__Tarefa proposta__. Copie do texto sobre o livro Não Somos Racistas tudo o que vai de "Do espanto nasceu" até "ferida da desigualdade.", sem alterar nada.

__Texto de origem__.
____________

Não Somos Racistas: uma reação aos que querem nos transformar numa nação bicolor (Editora Nova Fronteira, Rio de Janeiro, 2006) é o título de um livro do jornalista Ali Kamel. A obra, séria e bem documentada, ilumina o debate. Mostra o outro lado da discussão sobre as políticas compensatórias ou "ações afirmativas" para remir a pobreza que, supostamente, castiga a população negra.
Kamel, diretor-executivo de Jornalismo da Rede Globo de Televisão e ex-aluno do Instituto de Filosofia e Ciências Sociais da Universidade Federal do Rio de Janeiro (UFRJ), é uma alma de repórter. Por isso, questiona pretensas unanimidades. Fustigado pela sua intuição jornalística, flagrou um denominador comum nos diversos projetos instituindo cotas raciais: a divisão do Brasil em duas cores, os brancos e os não-brancos, com os não-brancos sendo considerados todos negros. A miscigenação, riqueza maior da nossa cultura, evaporou nos rarefeitos laboratórios dos legisladores.
"Certo dia", comenta Kamel, "caiu a ficha: para as estatísticas, negros eram todos aqueles que não eram brancos. (...) Pior: uma nação de brancos e negros onde os brancos oprimem os negros. Outro susto: aquele país não era o meu."
Do espanto nasceu a reflexão. O desvio começa na década de 1950, pela ação da escola de Florestan Fernandes, da qual participava Fernando Henrique Cardoso. Para o autor, FHC presidente foi sempre seguidor do jovem sociólogo Fernando Henrique. Convencido de que a razão da desigualdade é o racismo dos brancos, FHC foi, de fato, o grande mentor das políticas de preferência racial. Lula, com sua obsessão populista, embarcou com tudo na canoa das cotas raciais. O Brasil, como todos vivenciamos, nunca foi um país racista. Tem, infelizmente, pessoas racistas. A cultura nacional, no entanto, sempre foi uma ode à miscigenação. As políticas compensatórias, certamente movidas pela melhor das intenções, produzirão um efeito perverso: despertarão o ódio racial e não conseguirão cauterizar a ferida da desigualdade.

____________

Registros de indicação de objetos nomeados
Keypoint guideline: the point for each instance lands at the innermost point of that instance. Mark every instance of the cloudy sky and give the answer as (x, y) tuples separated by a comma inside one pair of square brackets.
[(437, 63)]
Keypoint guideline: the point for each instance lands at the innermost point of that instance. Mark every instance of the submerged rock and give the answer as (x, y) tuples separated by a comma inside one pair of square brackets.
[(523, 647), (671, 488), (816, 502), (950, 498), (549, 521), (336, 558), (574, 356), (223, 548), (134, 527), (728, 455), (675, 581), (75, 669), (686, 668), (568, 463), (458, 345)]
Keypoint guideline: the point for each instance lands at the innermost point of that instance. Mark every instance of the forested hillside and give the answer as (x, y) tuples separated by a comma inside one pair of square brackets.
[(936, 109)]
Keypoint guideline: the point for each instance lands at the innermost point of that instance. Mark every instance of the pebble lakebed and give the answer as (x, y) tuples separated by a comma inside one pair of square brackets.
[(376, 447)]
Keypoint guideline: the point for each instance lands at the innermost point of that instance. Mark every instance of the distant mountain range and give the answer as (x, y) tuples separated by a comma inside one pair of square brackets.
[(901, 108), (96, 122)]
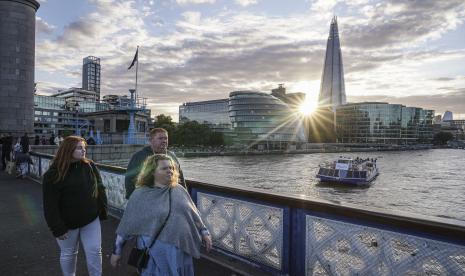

____________

__Resposta escrita__.
Do espanto nasceu a reflexão. O desvio começa na década de 1950, pela ação da escola de Florestan Fernandes, da qual participava Fernando Henrique Cardoso. Para o autor, FHC presidente foi sempre seguidor do jovem sociólogo Fernando Henrique. Convencido de que a razão da desigualdade é o racismo dos brancos, FHC foi, de fato, o grande mentor das políticas de preferência racial. Lula, com sua obsessão populista, embarcou com tudo na canoa das cotas raciais. O Brasil, como todos vivenciamos, nunca foi um país racista. Tem, infelizmente, pessoas racistas. A cultura nacional, no entanto, sempre foi uma ode à miscigenação. As políticas compensatórias, certamente movidas pela melhor das intenções, produzirão um efeito perverso: despertarão o ódio racial e não conseguirão cauterizar a ferida da desigualdade.